En juillet dernier, un mois après les élections européennes, Ursula von der Leyen était reconduite à la tête de l’exécutif européen malgré une avancée historique de l’extrême droite dans les rangs des eurodéputés. Dans son discours programmatique, elle expliquait clairement qu’elle ne toucherait pas au Pacte vert européen et réaffirmait un engagement climatique fort pour les cinq prochaines années. Une réponse cinglante à la droite et à l’extrême droite, dont les campagnes électorales, surfant sur la colère des agriculteurs, avaient fait des réglementations climatiques et environnementales la cause de tous les maux européens. Le Pacte vert était sauvé.
Ouf, on pouvait souffler. L’Europe deviendrait probablement le premier continent doté d’une économie décarbonée en 2050, et aurait déjà en 2030 baissé ses émissions de gaz à effet de serre de 55 % par rapport à 1990 grâce à un “ensemble de lois historiques”, comme le rappelle The Guardian. Elle serait un modèle de croissance verte prouvant qu’il est possible de concilier performances économiques, sociales et environnementales.

+---+

● À FAIRE
A - Dans le texte sur le Pacte vert européen, relevez mot pour mot tout le passage qui va de « En juillet dernier, un » jusqu'à « vert était sauvé. ».
B - Prolongez le texte sur le Pacte vert européen à partir de sa dernière phrase.
Le matériel qui suit n'a aucun rapport avec le texte sur le Pacte vert européen.

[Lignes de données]
+---+

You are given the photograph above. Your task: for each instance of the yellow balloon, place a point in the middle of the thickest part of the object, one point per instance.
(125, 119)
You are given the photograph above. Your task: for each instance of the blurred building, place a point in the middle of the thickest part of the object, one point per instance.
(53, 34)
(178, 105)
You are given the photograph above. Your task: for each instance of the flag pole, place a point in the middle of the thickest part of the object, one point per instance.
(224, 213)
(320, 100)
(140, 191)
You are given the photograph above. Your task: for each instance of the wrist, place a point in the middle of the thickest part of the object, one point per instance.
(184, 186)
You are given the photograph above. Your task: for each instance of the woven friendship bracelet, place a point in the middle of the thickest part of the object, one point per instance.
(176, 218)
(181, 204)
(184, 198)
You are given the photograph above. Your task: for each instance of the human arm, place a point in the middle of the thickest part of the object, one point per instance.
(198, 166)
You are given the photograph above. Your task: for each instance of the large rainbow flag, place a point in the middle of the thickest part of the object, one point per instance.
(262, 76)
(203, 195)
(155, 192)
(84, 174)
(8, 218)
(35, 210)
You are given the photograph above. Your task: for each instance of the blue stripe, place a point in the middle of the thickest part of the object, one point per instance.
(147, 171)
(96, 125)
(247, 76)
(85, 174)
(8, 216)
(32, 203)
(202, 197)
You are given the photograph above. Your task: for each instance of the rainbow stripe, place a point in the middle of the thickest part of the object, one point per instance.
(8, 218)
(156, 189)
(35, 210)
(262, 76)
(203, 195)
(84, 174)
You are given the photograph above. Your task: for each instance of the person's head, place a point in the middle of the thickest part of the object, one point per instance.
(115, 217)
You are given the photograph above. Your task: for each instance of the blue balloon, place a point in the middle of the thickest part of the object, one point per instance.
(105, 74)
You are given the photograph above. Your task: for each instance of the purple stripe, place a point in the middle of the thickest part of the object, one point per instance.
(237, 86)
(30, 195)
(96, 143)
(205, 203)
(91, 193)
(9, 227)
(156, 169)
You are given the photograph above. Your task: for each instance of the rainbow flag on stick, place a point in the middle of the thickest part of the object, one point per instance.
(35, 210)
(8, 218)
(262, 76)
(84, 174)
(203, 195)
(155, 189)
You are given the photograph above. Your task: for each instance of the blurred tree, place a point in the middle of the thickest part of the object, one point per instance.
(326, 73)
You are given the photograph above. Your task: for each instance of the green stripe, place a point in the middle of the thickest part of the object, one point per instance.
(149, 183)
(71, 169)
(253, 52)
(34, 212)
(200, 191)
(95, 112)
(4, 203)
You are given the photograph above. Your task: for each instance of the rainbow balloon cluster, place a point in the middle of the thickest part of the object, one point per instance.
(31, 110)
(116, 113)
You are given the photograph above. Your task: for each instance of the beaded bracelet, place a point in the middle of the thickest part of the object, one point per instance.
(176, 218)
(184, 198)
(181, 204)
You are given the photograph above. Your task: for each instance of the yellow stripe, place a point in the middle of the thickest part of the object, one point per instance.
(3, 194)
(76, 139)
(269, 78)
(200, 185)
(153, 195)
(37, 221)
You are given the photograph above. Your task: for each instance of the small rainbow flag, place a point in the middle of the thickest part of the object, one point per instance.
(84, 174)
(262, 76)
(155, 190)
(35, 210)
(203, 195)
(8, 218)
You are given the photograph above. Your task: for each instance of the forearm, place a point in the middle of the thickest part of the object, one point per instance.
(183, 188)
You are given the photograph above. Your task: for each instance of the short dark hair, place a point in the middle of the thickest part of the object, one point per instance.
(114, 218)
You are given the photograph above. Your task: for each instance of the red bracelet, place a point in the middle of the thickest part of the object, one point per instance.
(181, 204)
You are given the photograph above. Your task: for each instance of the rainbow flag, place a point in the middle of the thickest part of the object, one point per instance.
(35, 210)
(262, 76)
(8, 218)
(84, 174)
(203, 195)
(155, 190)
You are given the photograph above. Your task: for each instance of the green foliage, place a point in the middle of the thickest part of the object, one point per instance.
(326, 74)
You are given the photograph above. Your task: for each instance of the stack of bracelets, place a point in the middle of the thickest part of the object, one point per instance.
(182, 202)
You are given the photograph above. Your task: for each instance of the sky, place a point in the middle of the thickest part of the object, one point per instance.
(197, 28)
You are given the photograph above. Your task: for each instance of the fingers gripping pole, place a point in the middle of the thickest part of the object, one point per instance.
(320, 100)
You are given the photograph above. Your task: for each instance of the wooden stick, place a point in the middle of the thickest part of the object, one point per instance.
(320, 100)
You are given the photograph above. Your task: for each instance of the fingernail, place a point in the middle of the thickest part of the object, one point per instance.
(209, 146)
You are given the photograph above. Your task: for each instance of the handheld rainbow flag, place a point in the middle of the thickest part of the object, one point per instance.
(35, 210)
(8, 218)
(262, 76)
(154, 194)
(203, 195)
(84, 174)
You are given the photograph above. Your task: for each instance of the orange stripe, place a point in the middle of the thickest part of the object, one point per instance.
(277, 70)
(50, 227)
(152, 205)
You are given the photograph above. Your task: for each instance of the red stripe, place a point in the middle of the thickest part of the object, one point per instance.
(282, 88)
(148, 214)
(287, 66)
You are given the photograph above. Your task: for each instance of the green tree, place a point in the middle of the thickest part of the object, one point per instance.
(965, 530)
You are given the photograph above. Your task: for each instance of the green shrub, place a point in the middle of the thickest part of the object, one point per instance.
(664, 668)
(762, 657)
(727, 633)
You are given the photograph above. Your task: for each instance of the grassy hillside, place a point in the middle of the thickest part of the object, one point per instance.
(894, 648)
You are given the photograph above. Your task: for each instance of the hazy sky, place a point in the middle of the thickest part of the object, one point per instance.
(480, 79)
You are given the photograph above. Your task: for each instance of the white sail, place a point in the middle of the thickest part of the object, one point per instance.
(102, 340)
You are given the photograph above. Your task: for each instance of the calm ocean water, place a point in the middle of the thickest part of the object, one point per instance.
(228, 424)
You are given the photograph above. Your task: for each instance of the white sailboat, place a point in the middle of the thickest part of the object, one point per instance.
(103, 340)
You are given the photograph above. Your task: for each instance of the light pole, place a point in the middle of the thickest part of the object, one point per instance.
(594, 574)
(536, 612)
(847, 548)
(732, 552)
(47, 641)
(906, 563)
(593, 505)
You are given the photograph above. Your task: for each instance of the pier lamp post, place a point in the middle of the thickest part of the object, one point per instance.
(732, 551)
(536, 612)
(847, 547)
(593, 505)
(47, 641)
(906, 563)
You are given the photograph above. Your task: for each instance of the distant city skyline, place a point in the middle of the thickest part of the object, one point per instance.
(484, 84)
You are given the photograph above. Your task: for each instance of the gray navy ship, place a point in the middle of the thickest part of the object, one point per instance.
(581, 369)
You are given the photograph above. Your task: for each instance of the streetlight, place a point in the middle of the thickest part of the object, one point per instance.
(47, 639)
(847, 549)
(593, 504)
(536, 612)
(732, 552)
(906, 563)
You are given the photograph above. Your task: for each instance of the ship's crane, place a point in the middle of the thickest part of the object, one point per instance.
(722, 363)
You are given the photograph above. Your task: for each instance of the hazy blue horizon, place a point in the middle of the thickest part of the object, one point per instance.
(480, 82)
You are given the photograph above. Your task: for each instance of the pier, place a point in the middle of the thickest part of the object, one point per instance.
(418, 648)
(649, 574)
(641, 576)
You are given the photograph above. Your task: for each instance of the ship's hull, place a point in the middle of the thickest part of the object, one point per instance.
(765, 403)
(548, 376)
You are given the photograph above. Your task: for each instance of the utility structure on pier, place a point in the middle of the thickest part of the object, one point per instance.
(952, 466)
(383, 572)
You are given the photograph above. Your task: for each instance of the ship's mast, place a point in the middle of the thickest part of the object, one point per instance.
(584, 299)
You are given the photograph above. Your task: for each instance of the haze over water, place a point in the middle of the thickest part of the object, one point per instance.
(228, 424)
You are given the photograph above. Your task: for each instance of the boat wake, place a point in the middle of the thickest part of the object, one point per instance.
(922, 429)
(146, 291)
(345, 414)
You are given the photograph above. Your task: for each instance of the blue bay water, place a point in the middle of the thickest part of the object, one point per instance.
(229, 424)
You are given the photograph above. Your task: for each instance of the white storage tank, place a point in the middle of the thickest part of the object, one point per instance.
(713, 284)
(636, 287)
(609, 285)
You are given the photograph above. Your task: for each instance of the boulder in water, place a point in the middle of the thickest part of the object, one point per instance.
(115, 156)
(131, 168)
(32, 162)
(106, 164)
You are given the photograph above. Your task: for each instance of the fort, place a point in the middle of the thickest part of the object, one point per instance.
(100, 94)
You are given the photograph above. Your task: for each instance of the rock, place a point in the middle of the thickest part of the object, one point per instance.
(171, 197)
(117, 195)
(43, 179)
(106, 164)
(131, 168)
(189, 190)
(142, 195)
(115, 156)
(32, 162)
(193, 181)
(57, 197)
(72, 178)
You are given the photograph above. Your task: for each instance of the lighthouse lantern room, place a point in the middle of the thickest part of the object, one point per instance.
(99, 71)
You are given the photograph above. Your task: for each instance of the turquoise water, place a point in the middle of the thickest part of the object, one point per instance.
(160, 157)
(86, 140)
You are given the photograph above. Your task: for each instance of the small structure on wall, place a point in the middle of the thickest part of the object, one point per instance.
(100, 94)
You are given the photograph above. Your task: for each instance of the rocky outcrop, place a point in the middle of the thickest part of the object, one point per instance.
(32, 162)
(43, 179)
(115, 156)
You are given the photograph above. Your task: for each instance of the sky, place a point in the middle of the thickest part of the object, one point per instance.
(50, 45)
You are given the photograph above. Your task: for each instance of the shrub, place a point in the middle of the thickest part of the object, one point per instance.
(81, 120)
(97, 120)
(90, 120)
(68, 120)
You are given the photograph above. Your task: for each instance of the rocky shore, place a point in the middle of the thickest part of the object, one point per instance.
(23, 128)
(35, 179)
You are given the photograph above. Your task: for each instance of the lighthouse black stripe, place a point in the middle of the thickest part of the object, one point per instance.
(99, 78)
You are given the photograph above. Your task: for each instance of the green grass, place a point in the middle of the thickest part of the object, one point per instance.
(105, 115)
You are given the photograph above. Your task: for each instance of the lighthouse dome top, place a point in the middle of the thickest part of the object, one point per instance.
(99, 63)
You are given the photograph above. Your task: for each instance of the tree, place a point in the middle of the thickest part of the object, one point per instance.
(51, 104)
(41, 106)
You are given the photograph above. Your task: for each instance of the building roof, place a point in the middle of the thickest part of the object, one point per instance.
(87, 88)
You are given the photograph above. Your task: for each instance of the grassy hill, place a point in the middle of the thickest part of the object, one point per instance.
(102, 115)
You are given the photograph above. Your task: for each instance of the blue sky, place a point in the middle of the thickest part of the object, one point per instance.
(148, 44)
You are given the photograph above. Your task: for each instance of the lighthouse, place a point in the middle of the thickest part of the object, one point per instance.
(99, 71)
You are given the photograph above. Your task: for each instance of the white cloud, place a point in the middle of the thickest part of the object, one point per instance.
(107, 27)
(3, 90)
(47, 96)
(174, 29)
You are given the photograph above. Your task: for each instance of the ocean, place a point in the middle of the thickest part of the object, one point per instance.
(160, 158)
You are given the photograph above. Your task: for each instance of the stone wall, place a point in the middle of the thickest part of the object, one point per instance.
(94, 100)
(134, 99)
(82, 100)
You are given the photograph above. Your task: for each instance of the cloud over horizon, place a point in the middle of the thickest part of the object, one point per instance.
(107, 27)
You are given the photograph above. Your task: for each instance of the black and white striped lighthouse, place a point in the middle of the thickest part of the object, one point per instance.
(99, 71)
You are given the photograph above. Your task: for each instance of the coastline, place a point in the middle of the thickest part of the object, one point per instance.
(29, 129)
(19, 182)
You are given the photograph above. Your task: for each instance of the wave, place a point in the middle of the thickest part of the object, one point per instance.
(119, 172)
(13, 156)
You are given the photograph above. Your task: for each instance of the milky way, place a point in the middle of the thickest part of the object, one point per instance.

+---+

● RÉSULTATS ATTENDUS
A -
En juillet dernier, un mois après les élections européennes, Ursula von der Leyen était reconduite à la tête de l’exécutif européen malgré une avancée historique de l’extrême droite dans les rangs des eurodéputés. Dans son discours programmatique, elle expliquait clairement qu’elle ne toucherait pas au Pacte vert européen et réaffirmait un engagement climatique fort pour les cinq prochaines années. Une réponse cinglante à la droite et à l’extrême droite, dont les campagnes électorales, surfant sur la colère des agriculteurs, avaient fait des réglementations climatiques et environnementales la cause de tous les maux européens. Le Pacte vert était sauvé.

B -
Qu’en est-il sept mois plus tard ? Le vent a tourné. Exit la croissance verte, vive le “sursaut compétitif”.
Le 26 février, la Commission européenne a proposé une loi omnibus qui allège les mesures sociales et environnementales du Pacte vert. Deux textes en particulier ont été expurgés. L’un exigeant des entreprises européennes qu’elles garantissent les droits humains et environnementaux tout au long de la chaîne de production, y compris pour les sous-traitants. L’autre obligeant à la rédaction d’un rapport de transparence sur la durabilité. Autrement dit, les entreprises européennes sont largement soulagées de leurs devoirs environnementaux.
Dans un éditorial du journal belge Le Soir, Michel De Muelenaere file la métaphore marine pour se désoler du spectacle : “Pareil à un trois-mâts qui, s’extrayant à peine de tempêtes, voit poindre le prochain typhon, le Green Deal européen fait peine à voir.” Et son “amiral”, Ursula von der Leyen, “qui, en 2019, promettait monts et merveilles lors du baptême de son esquif, est désormais muette”. De quoi a priori satisfaire les conservateurs, à l’instar de l’hebdomadaire polonais Wprost, qui en janvier, qualifiait le Pacte vert d’“extravagance écologique” aux “ambitions excessives de réduction des émissions de certains secteurs clés de l’économie”.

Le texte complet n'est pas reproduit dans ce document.